■ Do this
Copy the items from the line containing "point: ymca y" through the end, switching "white net" to "hoop net" and leaving everything else as it is.
>> start Record set
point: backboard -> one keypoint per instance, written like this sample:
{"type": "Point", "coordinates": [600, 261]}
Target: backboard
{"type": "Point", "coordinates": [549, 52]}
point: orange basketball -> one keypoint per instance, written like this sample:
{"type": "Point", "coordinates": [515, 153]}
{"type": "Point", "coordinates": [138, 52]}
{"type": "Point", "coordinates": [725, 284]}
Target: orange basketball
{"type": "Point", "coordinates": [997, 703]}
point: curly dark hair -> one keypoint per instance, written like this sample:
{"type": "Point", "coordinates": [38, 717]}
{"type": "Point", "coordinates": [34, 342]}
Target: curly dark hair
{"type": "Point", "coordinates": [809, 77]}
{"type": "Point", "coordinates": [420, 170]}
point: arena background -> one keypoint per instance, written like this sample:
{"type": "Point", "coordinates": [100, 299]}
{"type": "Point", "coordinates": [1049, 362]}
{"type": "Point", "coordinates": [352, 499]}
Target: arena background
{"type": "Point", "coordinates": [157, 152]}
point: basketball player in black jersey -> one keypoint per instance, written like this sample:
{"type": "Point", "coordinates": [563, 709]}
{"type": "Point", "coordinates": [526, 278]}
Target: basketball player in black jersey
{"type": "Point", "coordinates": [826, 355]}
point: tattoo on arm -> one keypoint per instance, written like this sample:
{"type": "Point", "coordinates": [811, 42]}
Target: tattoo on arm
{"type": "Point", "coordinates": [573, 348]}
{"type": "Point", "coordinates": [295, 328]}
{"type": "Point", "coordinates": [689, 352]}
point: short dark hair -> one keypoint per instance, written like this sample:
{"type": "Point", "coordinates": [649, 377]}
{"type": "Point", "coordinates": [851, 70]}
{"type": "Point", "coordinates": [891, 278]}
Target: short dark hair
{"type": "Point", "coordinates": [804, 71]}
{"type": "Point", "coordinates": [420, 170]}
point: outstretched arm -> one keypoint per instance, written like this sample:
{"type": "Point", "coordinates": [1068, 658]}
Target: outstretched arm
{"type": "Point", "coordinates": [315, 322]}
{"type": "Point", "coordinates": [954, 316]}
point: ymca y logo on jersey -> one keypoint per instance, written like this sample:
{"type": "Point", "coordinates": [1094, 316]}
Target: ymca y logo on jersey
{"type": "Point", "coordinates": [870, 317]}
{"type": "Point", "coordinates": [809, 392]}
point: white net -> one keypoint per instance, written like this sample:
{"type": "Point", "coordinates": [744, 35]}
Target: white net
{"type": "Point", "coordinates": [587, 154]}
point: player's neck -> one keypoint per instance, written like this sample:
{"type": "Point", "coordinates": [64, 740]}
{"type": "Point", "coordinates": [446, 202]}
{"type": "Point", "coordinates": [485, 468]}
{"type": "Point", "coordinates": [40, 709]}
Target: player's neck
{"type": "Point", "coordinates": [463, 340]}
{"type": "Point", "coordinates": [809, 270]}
>> end Record set
■ Worked solution
point: ymca y logo on jersey -> one keypoint per instance, written like this sample:
{"type": "Point", "coordinates": [1094, 316]}
Target: ymca y logo on jersey
{"type": "Point", "coordinates": [870, 317]}
{"type": "Point", "coordinates": [809, 392]}
point: hoop net -> one keypoint per instance, written like this sample:
{"type": "Point", "coordinates": [744, 35]}
Target: hoop net
{"type": "Point", "coordinates": [587, 154]}
point: player's neck -> one keypoint per instance, written like this sample:
{"type": "Point", "coordinates": [64, 740]}
{"type": "Point", "coordinates": [446, 202]}
{"type": "Point", "coordinates": [485, 468]}
{"type": "Point", "coordinates": [40, 709]}
Target: player's neck
{"type": "Point", "coordinates": [463, 340]}
{"type": "Point", "coordinates": [809, 270]}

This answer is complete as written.